(Rows from a dataset for labeling boxes)
------------------------------------------------

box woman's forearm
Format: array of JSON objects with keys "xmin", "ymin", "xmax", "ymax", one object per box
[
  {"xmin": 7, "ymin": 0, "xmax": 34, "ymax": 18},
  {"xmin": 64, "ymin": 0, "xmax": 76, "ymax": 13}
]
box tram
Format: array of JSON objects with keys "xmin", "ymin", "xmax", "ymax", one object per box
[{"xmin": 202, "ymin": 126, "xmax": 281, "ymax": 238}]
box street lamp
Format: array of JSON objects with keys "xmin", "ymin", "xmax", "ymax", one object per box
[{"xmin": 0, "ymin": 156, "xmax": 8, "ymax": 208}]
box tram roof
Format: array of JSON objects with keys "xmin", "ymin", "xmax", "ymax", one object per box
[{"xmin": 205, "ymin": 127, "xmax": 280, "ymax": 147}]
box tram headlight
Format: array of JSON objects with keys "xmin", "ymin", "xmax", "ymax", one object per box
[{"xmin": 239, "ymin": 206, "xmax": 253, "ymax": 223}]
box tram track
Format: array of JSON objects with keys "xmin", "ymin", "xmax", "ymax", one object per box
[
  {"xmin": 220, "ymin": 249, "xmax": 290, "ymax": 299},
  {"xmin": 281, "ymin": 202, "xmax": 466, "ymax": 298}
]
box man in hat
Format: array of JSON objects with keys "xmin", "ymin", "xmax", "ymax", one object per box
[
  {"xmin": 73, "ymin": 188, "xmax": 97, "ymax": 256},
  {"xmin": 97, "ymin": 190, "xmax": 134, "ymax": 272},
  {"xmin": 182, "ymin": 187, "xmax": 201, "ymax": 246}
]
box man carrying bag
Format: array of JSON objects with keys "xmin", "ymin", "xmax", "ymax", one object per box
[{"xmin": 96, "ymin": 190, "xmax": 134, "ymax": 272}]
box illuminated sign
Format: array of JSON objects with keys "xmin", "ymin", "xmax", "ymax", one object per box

------------------------------------------------

▸ **Task to complete**: Write out every line of the records above without any changes.

▸ **Exercise output**:
box woman's forearm
Format: array of JSON objects with keys "xmin", "ymin", "xmax", "ymax", one object per box
[
  {"xmin": 7, "ymin": 0, "xmax": 34, "ymax": 18},
  {"xmin": 64, "ymin": 0, "xmax": 76, "ymax": 13}
]
box tram
Format: array of JSON objects with keys "xmin", "ymin", "xmax", "ymax", one object per box
[{"xmin": 202, "ymin": 126, "xmax": 281, "ymax": 238}]
box street lamp
Format: array of JSON objects with keys "xmin", "ymin", "xmax", "ymax", one object per box
[{"xmin": 0, "ymin": 156, "xmax": 8, "ymax": 208}]
box tram roof
Format: array of JSON objects with keys "xmin", "ymin", "xmax", "ymax", one object per box
[{"xmin": 205, "ymin": 127, "xmax": 280, "ymax": 147}]
box tram headlight
Format: array of JSON objects with keys "xmin", "ymin", "xmax", "ymax", one object per box
[{"xmin": 239, "ymin": 206, "xmax": 253, "ymax": 223}]
box tram track
Format: array of JSON objects with keys "xmin", "ymin", "xmax", "ymax", one object per box
[
  {"xmin": 220, "ymin": 249, "xmax": 290, "ymax": 299},
  {"xmin": 281, "ymin": 202, "xmax": 466, "ymax": 298}
]
box man in hat
Format: array of JSON objects with keys "xmin", "ymin", "xmax", "ymax", one object per box
[
  {"xmin": 73, "ymin": 188, "xmax": 97, "ymax": 256},
  {"xmin": 97, "ymin": 190, "xmax": 134, "ymax": 272},
  {"xmin": 182, "ymin": 187, "xmax": 201, "ymax": 246}
]
box man carrying bag
Format: array of JSON objects with keys "xmin", "ymin", "xmax", "ymax", one object per box
[{"xmin": 96, "ymin": 190, "xmax": 134, "ymax": 272}]
box illuminated sign
Format: array of JSON objects with keys "xmin", "ymin", "xmax", "ymax", one object per box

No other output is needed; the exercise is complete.